Richardson v. Bohney
Decision Date | 17 June 1910 |
Parties | GEORGE A. RICHARDSON, Respondent, v. JOSEPH D. BOHNEY et al., Appellants |
Court | Idaho Supreme Court |
TRANSCRIPT-MOTION TO STRIKE AND SUBSTITUTE-PRINTING TRANSCRIPT-RULES OF COURT-APPEAL FROM ORDER-AMENDMENT OF ORDER AFTER APPEAL-JURISDICTION OF COURT.
(Syllabus by the court.)
1. It is the duty of counsel to have their transcripts on appeal printed in accordance with the rules of the court.
2. After an order refusing to settle a bill of exceptions has been appealed from, it is then too late for the trial court to amend such order, as it loses jurisdiction in the matter when the appeal is taken. In such case a motion to substitute an amended order for the original will be denied.
3. The preparation and settlement of a statement or bill of exceptions is a proceeding within the meaning of the term "proceeding" as used in sec. 4229, Rev. Codes.
4. Where application is made to the court to settle a bill of exceptions after the time has expired for serving the same on the ground of mistake, inadvertence or excusable neglect and the court finds that the bill was not served in time by reason of mistake, inadvertence, surprise or excusable neglect, it is the duty of the court to grant relief from such default.

(Rows from a dataset)
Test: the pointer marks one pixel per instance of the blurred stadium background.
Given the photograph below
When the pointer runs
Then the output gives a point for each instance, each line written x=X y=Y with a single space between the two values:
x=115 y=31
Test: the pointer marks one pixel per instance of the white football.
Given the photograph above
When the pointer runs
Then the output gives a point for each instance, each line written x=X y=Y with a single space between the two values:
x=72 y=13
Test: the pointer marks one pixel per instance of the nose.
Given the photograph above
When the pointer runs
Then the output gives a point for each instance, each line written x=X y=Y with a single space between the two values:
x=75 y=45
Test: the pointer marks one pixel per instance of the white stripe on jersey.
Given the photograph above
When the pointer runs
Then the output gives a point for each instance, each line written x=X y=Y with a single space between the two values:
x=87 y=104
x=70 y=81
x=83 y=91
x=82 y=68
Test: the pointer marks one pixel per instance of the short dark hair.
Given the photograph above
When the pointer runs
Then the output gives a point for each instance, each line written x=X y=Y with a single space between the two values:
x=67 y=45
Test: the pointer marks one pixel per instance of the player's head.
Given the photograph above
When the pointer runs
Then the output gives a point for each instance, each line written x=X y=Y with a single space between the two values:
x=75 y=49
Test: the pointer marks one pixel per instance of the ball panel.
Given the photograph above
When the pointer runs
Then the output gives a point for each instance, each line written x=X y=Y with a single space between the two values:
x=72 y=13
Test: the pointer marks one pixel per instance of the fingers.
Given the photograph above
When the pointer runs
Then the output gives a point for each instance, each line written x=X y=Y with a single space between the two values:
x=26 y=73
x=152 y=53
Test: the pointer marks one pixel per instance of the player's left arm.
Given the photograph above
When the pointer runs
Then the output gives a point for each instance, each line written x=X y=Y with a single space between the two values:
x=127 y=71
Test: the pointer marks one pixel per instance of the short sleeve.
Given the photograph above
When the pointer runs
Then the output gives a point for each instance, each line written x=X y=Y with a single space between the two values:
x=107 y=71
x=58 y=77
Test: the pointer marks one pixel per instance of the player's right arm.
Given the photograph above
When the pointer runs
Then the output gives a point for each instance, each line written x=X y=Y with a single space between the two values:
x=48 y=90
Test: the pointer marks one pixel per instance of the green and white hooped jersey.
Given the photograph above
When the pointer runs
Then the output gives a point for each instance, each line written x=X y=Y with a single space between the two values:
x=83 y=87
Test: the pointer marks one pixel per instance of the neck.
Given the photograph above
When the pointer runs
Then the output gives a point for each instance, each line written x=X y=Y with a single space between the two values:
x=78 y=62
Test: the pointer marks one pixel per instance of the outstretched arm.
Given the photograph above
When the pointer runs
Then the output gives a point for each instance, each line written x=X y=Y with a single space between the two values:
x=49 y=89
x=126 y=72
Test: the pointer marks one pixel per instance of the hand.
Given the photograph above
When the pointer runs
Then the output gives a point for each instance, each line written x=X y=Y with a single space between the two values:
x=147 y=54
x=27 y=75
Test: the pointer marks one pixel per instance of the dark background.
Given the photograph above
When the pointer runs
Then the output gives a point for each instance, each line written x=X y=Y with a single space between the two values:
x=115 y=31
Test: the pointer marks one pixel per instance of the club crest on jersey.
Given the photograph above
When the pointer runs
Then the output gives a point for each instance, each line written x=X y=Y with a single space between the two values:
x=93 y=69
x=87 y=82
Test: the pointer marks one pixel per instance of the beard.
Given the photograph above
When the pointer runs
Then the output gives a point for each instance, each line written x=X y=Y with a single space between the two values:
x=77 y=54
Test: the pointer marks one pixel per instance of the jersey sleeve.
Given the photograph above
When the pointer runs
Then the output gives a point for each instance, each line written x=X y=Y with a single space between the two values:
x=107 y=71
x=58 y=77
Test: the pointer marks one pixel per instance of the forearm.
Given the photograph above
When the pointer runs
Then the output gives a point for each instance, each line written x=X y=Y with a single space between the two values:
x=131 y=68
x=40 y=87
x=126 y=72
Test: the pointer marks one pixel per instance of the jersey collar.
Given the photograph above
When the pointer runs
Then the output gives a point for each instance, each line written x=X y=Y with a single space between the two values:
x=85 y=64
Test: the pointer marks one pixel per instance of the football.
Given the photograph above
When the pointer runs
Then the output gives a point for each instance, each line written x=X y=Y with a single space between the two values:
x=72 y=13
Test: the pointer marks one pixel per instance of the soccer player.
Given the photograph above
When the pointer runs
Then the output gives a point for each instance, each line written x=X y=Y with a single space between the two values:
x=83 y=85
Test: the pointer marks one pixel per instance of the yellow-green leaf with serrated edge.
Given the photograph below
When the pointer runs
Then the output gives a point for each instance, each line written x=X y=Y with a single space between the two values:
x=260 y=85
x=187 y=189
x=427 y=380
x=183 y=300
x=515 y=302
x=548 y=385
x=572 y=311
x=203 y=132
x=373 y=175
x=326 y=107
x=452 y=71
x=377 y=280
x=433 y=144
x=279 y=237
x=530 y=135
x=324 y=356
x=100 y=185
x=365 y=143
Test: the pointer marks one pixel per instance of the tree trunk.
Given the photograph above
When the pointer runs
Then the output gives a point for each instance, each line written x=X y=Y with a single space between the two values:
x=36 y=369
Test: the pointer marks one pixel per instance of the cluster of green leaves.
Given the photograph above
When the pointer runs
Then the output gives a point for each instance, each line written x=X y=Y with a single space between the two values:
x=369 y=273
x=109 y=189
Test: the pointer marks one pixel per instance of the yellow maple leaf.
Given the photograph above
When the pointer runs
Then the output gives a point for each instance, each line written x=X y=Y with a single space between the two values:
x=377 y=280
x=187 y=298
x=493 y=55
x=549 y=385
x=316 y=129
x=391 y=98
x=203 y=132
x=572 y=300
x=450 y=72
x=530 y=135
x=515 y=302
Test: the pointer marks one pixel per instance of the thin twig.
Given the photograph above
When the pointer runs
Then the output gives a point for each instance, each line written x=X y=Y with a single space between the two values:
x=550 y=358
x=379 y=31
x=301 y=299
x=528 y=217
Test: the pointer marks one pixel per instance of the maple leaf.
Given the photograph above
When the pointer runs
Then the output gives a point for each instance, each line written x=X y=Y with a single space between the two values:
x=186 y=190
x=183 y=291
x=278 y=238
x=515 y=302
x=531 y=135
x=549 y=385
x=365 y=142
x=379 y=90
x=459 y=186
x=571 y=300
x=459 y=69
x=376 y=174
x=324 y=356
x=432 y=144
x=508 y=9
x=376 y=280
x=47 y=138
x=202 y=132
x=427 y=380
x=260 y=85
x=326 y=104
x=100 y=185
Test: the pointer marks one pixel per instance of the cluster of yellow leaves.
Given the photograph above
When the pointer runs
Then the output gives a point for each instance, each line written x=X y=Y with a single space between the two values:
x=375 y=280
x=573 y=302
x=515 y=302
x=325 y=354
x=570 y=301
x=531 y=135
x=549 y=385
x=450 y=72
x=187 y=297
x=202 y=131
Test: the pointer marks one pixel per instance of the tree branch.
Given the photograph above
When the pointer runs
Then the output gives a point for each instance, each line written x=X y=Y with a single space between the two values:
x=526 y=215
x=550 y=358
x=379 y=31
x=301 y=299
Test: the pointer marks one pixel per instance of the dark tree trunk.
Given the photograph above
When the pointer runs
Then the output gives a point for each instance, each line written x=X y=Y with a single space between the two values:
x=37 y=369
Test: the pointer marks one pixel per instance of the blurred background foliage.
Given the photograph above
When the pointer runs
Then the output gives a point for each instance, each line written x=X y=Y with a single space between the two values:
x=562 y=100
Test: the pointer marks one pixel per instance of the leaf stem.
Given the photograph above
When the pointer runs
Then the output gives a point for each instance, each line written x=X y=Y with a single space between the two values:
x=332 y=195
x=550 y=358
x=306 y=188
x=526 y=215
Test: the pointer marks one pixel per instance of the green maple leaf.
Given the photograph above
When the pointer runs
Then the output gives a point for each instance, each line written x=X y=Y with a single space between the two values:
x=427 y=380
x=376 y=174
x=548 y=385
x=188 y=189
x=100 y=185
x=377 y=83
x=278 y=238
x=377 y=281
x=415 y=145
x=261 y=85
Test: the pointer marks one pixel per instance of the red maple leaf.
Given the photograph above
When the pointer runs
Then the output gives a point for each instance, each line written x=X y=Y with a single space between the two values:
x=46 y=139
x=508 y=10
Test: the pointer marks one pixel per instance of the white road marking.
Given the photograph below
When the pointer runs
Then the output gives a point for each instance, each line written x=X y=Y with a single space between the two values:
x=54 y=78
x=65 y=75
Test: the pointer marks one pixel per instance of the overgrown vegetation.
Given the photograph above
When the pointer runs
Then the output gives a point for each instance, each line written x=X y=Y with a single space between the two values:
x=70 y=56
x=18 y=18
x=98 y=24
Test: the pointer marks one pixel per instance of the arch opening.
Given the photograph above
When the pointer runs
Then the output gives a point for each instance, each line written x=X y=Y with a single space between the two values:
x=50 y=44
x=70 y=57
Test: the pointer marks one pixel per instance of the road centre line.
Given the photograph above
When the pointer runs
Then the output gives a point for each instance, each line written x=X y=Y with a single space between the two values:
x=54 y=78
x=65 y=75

• WHAT YOU NEED TO DO
a) Which court decided the Richardson v. Bohney case?
b) Reproduce the Richardson v. Bohney text from "(Syllabus by the" to "will be denied.".
These rows were drawn from a separate source.

• THE RESPONSES
a) The Idaho Supreme Court.

b)
(Syllabus by the court.)
1. It is the duty of counsel to have their transcripts on appeal printed in accordance with the rules of the court.
2. After an order refusing to settle a bill of exceptions has been appealed from, it is then too late for the trial court to amend such order, as it loses jurisdiction in the matter when the appeal is taken. In such case a motion to substitute an amended order for the original will be denied.